**Task prompt**
Beginning with the line containing "For every instance of the crowd", give every line again exactly as it is, ending with the last line of the entries.

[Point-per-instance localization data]
⟨

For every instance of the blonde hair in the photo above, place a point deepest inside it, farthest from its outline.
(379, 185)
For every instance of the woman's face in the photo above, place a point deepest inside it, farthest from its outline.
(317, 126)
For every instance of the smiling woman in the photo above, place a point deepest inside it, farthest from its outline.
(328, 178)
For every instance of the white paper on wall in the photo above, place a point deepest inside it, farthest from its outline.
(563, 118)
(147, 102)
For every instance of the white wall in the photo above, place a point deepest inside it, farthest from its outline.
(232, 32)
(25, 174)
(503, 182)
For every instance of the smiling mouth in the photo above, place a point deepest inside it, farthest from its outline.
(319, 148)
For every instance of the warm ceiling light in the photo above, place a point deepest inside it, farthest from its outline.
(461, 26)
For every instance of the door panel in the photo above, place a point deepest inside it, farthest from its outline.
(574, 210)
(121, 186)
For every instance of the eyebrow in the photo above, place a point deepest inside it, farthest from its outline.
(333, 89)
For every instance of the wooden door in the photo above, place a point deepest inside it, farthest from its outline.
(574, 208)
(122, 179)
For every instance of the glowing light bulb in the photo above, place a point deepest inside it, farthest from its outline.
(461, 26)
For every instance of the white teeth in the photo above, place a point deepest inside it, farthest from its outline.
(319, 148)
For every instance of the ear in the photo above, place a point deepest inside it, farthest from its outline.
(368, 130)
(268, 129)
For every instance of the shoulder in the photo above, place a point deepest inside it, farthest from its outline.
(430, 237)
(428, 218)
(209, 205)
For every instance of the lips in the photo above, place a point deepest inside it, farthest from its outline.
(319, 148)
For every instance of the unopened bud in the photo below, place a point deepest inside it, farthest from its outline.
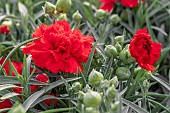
(118, 47)
(111, 92)
(95, 78)
(115, 19)
(81, 95)
(122, 73)
(125, 55)
(91, 110)
(146, 85)
(104, 84)
(63, 6)
(100, 14)
(76, 86)
(62, 16)
(110, 51)
(92, 99)
(114, 81)
(77, 16)
(49, 8)
(120, 39)
(114, 107)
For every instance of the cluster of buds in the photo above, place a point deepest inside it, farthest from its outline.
(101, 14)
(97, 90)
(59, 10)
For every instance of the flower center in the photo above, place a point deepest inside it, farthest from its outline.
(147, 47)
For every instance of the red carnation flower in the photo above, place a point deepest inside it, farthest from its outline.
(58, 48)
(144, 50)
(4, 30)
(107, 4)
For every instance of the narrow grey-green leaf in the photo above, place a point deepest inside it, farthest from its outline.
(57, 110)
(134, 106)
(9, 95)
(28, 103)
(14, 49)
(165, 84)
(7, 86)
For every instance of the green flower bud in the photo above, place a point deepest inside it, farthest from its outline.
(77, 16)
(62, 16)
(81, 95)
(87, 88)
(122, 73)
(76, 86)
(136, 71)
(100, 14)
(49, 8)
(63, 6)
(124, 16)
(125, 55)
(111, 92)
(92, 99)
(115, 19)
(114, 81)
(95, 78)
(91, 110)
(118, 47)
(104, 84)
(114, 107)
(110, 51)
(7, 23)
(120, 39)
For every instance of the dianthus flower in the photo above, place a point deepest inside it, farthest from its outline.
(144, 50)
(4, 30)
(58, 48)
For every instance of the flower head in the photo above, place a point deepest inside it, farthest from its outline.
(4, 30)
(144, 50)
(58, 48)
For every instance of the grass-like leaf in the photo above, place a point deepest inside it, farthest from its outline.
(162, 82)
(134, 106)
(58, 110)
(28, 103)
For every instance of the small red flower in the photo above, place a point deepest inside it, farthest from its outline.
(5, 104)
(107, 4)
(4, 30)
(144, 50)
(58, 48)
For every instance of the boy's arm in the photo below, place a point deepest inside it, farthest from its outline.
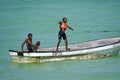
(70, 28)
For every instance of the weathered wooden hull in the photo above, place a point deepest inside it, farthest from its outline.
(51, 55)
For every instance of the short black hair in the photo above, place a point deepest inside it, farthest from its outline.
(29, 34)
(64, 18)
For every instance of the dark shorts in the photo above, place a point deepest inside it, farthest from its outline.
(62, 34)
(30, 49)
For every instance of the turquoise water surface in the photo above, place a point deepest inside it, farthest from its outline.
(91, 19)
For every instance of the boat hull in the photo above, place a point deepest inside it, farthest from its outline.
(86, 50)
(58, 56)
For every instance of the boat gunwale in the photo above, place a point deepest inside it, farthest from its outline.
(53, 51)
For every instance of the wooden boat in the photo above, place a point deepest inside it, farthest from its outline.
(84, 50)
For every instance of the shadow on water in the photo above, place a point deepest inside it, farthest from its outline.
(104, 31)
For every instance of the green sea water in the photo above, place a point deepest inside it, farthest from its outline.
(90, 19)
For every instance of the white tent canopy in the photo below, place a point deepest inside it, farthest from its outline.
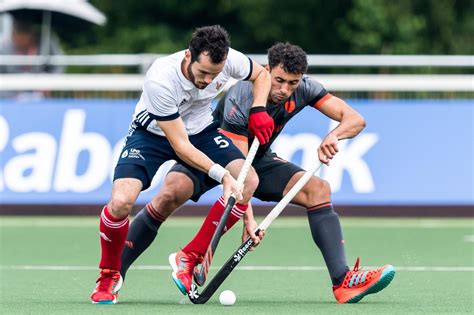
(77, 8)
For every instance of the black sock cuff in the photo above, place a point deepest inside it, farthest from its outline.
(320, 208)
(153, 214)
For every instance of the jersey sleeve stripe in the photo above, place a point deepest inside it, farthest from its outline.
(251, 69)
(164, 118)
(232, 135)
(323, 99)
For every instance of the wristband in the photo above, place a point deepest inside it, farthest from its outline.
(257, 109)
(217, 172)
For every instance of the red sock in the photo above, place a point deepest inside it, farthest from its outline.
(113, 233)
(203, 237)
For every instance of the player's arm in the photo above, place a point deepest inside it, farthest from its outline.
(262, 83)
(175, 132)
(350, 124)
(260, 123)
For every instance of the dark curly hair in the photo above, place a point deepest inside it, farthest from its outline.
(212, 39)
(291, 57)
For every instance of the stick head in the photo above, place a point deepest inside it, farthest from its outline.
(193, 293)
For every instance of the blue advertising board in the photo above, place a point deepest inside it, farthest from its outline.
(413, 152)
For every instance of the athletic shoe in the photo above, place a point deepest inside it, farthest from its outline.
(108, 285)
(357, 283)
(183, 266)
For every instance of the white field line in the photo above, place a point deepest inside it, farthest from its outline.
(469, 238)
(242, 268)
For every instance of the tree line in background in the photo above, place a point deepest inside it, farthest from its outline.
(318, 26)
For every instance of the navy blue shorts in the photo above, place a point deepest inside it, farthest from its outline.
(145, 152)
(273, 172)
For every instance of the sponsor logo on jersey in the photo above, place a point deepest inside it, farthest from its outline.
(216, 223)
(243, 251)
(134, 154)
(184, 101)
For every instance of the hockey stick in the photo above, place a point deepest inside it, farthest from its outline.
(201, 274)
(239, 254)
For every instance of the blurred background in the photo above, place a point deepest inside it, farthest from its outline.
(71, 74)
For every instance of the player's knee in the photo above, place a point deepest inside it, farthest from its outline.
(167, 201)
(318, 191)
(120, 206)
(251, 184)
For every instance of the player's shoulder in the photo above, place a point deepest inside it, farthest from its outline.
(241, 89)
(163, 71)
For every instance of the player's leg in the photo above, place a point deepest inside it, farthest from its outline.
(113, 231)
(315, 196)
(324, 223)
(142, 155)
(203, 237)
(184, 262)
(176, 190)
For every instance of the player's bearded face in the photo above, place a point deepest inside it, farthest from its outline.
(283, 84)
(202, 71)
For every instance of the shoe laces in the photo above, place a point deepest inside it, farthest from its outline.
(107, 279)
(187, 260)
(357, 276)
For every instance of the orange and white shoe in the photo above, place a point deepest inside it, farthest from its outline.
(108, 285)
(358, 283)
(183, 266)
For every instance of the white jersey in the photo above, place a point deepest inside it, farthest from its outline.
(167, 94)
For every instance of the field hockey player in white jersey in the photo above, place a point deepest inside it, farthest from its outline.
(173, 121)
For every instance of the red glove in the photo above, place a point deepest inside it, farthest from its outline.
(260, 124)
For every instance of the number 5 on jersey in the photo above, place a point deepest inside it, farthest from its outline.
(221, 142)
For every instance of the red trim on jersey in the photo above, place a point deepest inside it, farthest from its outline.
(232, 135)
(322, 100)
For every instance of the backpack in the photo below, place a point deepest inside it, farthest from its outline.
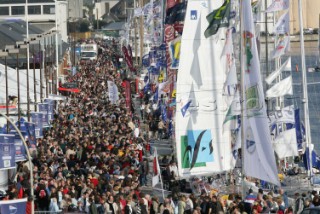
(42, 193)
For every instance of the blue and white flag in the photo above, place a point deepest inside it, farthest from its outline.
(20, 154)
(184, 107)
(31, 132)
(15, 206)
(36, 118)
(7, 151)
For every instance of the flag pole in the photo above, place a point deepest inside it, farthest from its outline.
(242, 92)
(158, 166)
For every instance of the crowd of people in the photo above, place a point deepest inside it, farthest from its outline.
(94, 158)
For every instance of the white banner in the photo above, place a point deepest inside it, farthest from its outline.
(278, 5)
(275, 74)
(282, 26)
(284, 87)
(113, 92)
(285, 145)
(259, 159)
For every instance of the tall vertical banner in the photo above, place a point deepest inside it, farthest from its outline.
(31, 132)
(7, 151)
(113, 92)
(127, 89)
(202, 146)
(20, 154)
(36, 118)
(259, 159)
(44, 108)
(16, 206)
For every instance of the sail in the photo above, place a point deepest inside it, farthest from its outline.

⟩

**Task result**
For every instance of the crowd of people in the photo above, place a point deepest inside it, farthest from its outline.
(94, 158)
For every instance of the white banner in the photo above, place a point deepest inside it, farthest from its outline.
(278, 5)
(275, 74)
(282, 26)
(284, 87)
(113, 92)
(285, 145)
(259, 159)
For every instance of the tall vertical banner in the photo above, place a point deepest inside it, farthest from its outline.
(31, 132)
(7, 151)
(113, 92)
(127, 89)
(202, 146)
(20, 154)
(36, 118)
(259, 159)
(44, 108)
(16, 206)
For every instance of the sail in the photo above, place a point deepest inside it, farthest from its outline.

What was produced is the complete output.